→ Exercise
Of the records that follow, copy only the lines from the line containing "Expected output: one marker per instance of the boat lying" to the line containing "Expected output: one marker per instance of the white fishing", both included, exactly as written.

→ Data for review
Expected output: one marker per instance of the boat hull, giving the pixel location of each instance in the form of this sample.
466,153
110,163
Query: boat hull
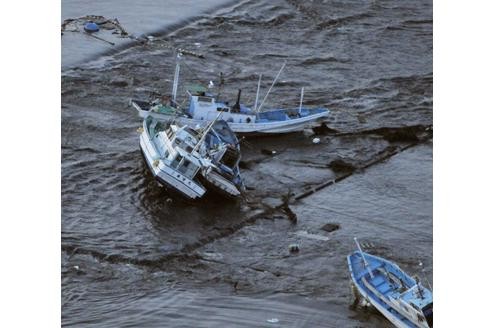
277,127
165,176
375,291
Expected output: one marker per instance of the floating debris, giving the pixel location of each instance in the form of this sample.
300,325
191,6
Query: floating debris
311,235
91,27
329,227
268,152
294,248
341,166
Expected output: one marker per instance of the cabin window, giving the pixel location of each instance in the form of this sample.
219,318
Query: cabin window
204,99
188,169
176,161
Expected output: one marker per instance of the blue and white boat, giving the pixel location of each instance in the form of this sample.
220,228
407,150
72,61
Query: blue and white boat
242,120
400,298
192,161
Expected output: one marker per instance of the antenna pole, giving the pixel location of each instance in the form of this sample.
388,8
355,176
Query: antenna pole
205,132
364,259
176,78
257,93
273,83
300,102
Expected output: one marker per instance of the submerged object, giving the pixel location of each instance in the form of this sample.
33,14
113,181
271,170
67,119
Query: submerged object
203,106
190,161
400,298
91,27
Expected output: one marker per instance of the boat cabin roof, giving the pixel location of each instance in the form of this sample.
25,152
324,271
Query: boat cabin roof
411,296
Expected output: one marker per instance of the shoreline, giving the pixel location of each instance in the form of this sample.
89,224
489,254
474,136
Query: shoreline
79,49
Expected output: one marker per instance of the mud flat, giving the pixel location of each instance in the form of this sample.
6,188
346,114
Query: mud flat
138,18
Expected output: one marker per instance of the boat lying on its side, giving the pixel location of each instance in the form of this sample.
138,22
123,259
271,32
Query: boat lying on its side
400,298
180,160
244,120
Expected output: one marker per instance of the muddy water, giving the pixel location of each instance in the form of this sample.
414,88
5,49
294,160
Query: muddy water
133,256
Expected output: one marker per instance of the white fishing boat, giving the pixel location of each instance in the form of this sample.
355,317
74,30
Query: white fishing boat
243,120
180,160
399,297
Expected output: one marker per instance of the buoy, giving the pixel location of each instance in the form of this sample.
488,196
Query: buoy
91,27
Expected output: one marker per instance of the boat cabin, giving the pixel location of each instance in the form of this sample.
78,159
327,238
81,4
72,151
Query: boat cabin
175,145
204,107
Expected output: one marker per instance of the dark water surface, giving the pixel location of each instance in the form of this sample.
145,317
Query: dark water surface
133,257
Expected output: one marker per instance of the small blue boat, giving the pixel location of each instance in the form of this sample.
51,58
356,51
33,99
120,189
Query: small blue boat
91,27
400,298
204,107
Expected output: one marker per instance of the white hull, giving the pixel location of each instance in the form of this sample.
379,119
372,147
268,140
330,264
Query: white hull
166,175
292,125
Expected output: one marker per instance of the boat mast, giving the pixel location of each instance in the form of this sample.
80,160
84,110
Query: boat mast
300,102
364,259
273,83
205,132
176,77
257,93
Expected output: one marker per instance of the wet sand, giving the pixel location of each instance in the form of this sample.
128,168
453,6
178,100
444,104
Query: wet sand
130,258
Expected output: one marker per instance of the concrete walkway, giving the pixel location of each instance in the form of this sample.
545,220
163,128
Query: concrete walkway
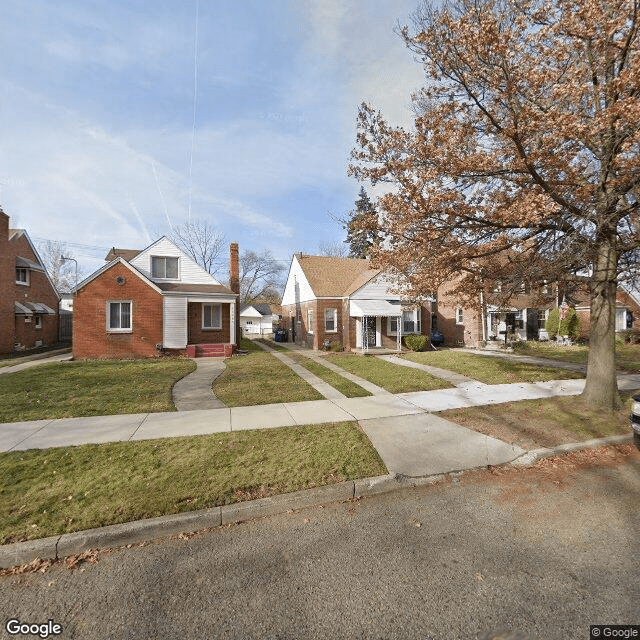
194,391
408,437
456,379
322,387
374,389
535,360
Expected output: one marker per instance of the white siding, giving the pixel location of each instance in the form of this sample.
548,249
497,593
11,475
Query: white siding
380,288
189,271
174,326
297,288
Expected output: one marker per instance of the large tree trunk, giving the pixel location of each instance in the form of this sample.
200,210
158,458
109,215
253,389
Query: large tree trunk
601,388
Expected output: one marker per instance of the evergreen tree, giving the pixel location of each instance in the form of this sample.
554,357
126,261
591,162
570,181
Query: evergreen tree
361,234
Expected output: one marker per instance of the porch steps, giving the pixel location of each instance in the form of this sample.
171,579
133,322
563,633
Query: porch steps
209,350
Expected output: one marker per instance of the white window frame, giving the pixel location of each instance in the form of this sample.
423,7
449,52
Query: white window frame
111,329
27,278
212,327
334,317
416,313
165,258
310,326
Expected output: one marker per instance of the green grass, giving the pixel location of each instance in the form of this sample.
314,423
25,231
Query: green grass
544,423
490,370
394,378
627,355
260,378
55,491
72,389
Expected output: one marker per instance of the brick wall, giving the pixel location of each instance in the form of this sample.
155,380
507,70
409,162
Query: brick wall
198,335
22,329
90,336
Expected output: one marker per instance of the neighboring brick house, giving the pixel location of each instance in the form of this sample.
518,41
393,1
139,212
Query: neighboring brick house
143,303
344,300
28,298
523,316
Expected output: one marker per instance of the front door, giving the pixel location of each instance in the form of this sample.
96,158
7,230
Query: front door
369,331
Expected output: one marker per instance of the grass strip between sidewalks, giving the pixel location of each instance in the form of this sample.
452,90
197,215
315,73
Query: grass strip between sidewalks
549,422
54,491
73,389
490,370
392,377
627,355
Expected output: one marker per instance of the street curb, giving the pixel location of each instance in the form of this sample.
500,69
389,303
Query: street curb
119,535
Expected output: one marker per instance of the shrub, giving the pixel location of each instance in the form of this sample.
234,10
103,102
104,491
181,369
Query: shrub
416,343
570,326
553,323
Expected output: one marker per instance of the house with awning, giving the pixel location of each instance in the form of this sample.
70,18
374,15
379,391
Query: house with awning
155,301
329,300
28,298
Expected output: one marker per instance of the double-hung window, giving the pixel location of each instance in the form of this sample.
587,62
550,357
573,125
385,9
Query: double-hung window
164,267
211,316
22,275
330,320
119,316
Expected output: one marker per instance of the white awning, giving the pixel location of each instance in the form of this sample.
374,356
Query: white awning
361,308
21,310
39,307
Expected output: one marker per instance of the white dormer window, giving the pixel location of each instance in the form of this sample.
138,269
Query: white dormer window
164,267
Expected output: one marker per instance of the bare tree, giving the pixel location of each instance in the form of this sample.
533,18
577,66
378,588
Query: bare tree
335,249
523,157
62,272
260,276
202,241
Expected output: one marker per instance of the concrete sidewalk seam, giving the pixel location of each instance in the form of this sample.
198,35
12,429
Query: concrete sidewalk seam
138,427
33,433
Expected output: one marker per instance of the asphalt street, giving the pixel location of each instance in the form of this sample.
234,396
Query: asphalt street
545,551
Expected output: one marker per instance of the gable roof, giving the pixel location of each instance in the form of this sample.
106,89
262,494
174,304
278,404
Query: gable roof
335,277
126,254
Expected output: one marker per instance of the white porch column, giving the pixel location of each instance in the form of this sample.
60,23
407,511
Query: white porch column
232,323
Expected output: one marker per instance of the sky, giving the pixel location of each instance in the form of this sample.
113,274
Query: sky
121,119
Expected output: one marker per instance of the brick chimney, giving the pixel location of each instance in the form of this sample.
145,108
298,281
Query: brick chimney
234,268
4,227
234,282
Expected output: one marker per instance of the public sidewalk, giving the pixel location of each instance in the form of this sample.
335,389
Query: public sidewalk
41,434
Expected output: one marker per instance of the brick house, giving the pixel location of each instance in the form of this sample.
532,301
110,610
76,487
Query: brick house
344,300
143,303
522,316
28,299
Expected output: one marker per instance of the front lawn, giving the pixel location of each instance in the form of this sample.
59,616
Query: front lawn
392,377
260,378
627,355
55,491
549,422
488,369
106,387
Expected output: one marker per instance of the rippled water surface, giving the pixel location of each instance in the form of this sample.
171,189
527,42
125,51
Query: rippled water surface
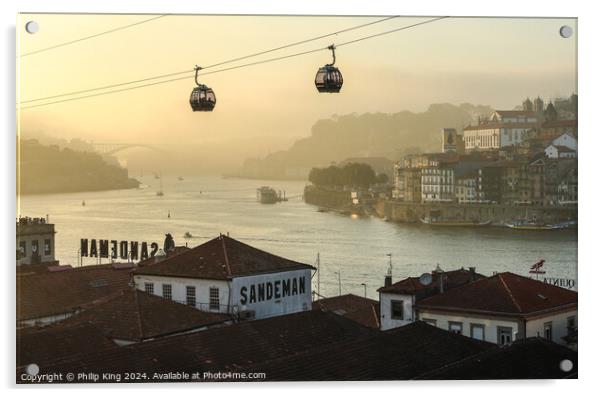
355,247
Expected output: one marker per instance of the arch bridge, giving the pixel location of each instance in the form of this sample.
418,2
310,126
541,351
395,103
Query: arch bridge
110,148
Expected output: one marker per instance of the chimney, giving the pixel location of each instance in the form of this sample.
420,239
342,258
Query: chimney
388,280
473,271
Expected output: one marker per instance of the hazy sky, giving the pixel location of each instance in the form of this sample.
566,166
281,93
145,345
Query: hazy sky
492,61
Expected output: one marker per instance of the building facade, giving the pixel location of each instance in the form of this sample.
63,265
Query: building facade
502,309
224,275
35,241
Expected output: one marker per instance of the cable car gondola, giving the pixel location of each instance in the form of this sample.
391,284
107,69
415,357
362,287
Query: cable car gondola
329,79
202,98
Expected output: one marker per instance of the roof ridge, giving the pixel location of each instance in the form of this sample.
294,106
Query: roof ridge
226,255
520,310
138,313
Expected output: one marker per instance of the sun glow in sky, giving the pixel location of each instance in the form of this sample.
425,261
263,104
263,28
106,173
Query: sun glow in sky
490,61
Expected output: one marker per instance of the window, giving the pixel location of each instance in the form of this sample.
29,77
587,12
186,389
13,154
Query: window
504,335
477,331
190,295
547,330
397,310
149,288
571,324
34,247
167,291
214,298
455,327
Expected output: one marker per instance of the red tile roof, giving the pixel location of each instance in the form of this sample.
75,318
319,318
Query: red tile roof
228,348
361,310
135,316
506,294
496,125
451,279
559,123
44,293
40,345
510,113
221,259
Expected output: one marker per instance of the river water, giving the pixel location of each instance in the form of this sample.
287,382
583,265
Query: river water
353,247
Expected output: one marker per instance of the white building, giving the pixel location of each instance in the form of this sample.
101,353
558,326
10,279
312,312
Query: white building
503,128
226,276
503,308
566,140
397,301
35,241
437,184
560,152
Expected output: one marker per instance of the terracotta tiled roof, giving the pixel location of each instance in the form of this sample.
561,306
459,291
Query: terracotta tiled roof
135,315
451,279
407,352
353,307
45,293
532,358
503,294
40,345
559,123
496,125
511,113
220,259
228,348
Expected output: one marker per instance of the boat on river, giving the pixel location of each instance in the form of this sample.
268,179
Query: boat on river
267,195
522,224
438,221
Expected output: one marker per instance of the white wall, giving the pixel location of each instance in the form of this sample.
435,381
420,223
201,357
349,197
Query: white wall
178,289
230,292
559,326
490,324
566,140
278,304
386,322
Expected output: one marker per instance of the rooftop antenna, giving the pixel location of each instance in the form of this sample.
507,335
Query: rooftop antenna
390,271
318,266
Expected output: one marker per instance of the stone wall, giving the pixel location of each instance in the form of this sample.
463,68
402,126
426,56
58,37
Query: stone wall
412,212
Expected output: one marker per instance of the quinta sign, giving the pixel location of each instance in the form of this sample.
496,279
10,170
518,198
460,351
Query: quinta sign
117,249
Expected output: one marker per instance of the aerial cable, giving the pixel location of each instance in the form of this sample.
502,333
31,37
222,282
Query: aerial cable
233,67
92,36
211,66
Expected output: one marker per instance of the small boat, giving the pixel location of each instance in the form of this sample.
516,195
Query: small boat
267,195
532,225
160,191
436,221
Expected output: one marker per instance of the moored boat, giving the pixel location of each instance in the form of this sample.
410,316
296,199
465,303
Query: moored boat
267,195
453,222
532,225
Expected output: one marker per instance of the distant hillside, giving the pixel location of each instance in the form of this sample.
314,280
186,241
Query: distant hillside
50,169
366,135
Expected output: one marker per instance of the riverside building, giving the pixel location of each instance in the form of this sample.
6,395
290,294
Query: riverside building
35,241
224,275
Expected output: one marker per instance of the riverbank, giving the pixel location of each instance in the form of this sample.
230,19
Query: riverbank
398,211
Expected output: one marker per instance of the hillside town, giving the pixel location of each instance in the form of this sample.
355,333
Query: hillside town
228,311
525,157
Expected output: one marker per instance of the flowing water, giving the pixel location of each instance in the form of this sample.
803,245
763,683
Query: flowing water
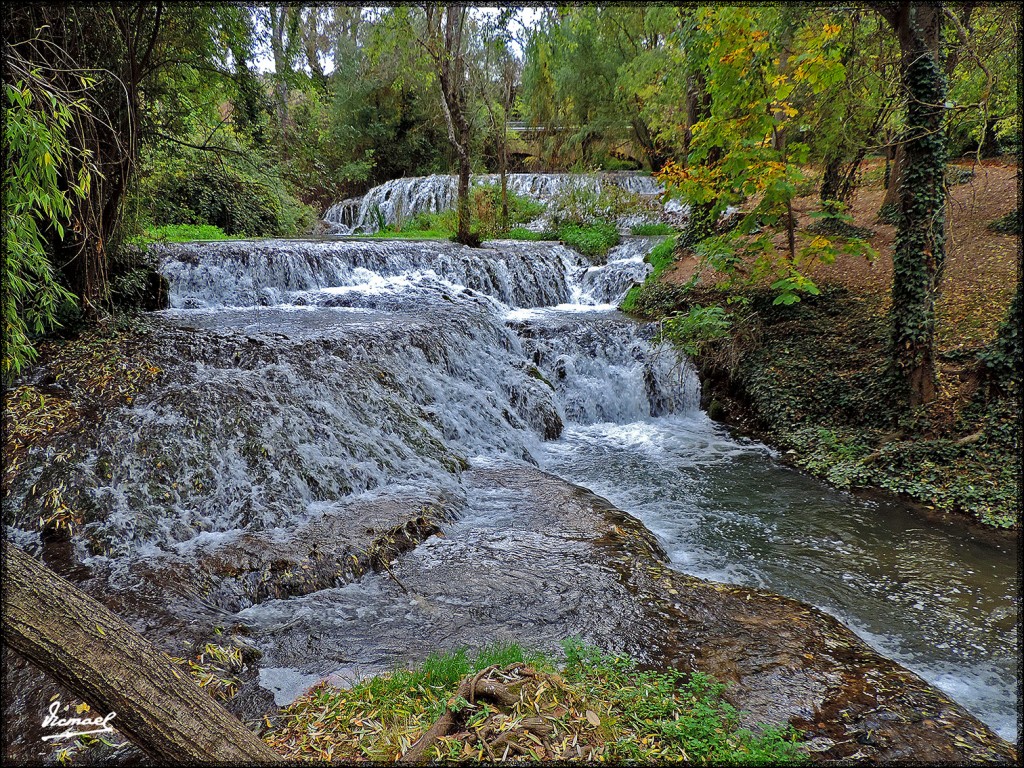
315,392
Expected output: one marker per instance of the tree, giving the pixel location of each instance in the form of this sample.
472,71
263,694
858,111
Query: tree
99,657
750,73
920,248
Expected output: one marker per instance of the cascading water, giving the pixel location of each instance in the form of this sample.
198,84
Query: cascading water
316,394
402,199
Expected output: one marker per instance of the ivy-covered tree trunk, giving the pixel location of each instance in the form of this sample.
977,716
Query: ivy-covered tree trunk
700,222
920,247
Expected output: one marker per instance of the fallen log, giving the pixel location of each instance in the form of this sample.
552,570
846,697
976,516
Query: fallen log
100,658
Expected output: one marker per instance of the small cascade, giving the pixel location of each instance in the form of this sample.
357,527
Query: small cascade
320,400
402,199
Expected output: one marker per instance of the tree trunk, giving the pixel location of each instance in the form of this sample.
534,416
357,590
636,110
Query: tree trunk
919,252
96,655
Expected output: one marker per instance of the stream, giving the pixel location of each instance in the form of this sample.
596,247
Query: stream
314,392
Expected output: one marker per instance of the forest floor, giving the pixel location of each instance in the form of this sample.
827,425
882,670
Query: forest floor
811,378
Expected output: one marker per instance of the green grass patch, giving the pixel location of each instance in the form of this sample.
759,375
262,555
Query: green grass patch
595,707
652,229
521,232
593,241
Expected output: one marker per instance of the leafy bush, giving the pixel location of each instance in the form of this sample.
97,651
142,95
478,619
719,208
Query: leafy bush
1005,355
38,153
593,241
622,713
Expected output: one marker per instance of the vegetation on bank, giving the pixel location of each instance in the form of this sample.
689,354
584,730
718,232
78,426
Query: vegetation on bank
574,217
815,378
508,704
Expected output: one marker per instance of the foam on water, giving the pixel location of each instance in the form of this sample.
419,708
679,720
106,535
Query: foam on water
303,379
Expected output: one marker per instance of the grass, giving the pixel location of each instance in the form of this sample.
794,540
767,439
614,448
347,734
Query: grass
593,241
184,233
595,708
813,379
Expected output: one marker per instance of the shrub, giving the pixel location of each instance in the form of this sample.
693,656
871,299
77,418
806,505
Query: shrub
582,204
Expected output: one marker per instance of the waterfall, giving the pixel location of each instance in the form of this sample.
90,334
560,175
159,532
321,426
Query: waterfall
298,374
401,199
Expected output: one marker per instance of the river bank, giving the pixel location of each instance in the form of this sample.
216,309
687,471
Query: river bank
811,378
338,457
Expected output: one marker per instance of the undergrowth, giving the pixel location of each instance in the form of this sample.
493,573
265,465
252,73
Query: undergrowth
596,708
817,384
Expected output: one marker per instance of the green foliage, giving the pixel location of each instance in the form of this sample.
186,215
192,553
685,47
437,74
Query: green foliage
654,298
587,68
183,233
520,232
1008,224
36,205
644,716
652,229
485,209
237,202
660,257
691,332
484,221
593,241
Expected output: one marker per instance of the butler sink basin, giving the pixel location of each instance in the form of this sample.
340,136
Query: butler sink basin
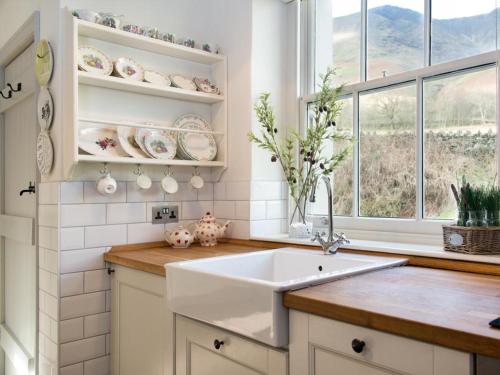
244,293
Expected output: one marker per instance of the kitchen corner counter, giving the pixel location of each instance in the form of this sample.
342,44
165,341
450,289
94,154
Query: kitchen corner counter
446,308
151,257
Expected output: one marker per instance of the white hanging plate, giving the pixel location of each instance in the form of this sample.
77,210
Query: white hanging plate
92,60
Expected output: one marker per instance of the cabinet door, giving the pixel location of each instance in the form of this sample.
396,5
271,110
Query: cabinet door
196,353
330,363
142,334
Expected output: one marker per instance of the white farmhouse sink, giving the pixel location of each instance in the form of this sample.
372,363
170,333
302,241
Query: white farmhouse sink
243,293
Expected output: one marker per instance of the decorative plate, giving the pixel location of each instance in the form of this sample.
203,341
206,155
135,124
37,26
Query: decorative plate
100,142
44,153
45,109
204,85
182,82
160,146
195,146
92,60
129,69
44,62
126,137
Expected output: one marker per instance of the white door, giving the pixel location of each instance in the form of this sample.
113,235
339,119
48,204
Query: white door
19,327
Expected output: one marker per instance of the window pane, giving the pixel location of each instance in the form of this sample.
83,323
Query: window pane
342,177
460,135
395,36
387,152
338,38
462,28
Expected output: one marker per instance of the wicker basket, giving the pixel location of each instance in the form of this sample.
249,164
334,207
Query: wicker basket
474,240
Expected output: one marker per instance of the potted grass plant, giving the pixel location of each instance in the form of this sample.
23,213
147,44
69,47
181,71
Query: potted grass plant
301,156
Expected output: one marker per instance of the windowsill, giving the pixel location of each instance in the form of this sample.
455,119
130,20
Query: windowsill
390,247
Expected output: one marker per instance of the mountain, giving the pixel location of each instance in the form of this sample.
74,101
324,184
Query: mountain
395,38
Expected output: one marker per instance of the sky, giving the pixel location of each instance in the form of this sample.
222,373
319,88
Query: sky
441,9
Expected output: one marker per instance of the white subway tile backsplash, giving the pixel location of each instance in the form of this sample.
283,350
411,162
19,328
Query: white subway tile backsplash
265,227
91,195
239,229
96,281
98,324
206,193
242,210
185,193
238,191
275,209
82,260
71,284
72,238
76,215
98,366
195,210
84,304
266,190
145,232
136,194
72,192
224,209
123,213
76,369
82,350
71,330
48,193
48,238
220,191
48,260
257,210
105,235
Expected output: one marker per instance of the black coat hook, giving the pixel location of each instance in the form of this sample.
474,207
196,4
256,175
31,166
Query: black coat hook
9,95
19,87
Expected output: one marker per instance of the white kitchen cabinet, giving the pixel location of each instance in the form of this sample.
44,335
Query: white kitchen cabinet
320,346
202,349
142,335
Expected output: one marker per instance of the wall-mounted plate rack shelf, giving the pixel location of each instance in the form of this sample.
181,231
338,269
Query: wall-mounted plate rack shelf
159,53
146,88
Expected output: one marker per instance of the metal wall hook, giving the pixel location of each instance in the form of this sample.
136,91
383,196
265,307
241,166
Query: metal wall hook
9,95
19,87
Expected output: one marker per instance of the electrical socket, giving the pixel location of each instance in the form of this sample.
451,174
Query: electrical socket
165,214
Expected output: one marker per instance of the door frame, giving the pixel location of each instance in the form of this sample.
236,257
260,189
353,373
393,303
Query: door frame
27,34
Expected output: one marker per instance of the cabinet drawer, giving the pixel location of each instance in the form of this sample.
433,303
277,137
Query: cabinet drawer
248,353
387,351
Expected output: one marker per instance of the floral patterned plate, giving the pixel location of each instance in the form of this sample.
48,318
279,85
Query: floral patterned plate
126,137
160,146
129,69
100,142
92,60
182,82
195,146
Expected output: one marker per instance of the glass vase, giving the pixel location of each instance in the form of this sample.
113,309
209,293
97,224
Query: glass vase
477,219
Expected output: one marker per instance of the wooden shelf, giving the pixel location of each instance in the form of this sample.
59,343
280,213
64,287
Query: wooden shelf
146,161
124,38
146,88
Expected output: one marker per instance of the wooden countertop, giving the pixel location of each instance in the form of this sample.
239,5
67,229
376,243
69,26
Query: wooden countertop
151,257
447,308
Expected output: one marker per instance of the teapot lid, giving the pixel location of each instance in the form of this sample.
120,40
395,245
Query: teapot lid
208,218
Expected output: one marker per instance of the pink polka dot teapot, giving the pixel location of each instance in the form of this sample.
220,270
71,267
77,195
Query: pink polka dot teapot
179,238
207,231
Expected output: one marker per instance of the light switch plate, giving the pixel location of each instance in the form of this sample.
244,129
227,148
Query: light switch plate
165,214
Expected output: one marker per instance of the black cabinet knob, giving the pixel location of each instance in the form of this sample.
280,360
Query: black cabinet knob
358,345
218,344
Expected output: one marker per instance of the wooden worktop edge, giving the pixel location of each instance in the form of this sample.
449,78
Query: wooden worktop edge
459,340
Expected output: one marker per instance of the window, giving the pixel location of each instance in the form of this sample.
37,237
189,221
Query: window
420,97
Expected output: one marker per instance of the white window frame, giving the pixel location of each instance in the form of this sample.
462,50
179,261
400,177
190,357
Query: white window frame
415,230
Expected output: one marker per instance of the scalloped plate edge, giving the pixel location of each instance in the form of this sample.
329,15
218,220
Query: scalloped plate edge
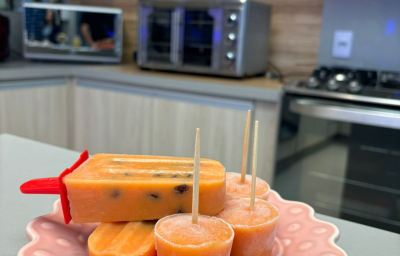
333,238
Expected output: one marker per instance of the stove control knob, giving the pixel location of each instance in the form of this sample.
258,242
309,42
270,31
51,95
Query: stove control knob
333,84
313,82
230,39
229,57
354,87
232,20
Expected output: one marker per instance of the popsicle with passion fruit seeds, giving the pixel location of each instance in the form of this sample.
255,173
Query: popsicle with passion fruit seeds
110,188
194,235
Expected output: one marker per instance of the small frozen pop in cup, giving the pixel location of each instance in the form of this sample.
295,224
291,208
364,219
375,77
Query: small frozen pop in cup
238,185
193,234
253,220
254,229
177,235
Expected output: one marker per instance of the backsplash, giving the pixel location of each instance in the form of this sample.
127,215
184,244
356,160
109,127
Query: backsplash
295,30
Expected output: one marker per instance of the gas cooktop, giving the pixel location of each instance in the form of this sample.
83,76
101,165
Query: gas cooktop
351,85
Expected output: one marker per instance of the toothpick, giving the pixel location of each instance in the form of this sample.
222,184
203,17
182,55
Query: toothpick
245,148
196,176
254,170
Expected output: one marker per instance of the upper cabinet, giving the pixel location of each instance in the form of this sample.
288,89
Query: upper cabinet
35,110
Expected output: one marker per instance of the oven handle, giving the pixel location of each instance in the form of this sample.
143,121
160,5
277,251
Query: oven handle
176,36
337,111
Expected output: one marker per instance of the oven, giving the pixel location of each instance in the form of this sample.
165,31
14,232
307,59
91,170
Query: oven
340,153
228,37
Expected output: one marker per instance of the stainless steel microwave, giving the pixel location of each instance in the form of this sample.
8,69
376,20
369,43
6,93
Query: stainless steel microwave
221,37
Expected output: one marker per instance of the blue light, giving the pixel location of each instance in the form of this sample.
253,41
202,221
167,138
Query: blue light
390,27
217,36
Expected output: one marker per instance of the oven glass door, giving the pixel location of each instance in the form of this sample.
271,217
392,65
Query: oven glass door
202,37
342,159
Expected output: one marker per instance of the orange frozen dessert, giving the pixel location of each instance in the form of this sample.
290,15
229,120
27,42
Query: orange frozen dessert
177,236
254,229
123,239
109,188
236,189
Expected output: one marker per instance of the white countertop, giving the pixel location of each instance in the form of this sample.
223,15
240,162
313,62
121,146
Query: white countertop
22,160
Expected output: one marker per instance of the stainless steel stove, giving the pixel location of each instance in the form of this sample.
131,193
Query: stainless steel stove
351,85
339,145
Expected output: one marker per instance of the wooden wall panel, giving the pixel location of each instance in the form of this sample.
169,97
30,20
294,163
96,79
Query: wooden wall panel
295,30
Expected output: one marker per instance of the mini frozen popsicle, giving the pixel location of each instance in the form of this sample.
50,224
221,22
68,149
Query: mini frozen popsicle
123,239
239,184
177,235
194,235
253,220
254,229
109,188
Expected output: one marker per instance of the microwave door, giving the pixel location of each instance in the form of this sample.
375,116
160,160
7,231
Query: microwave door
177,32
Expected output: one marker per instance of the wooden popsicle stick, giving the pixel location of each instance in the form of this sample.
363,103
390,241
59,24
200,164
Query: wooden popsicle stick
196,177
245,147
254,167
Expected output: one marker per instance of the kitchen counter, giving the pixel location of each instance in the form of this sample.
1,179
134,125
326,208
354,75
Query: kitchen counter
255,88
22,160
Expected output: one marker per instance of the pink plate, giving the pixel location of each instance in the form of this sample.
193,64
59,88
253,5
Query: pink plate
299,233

→ Output of the task
Expected output: one marker per instance of the boat lying on its side, giving the pixel location of each instance in the form of this sample.
138,22
123,259
271,32
Query: boat lying on its side
400,298
180,160
244,120
Expected output: one marker per instance of the muddy water, giving the pixel location of each instance in the form of this sample.
414,88
5,49
294,160
Query: muddy water
133,256
Expected output: one marker per instance of the white fishing boat, giving the pixel location of each instance in the form of this sample.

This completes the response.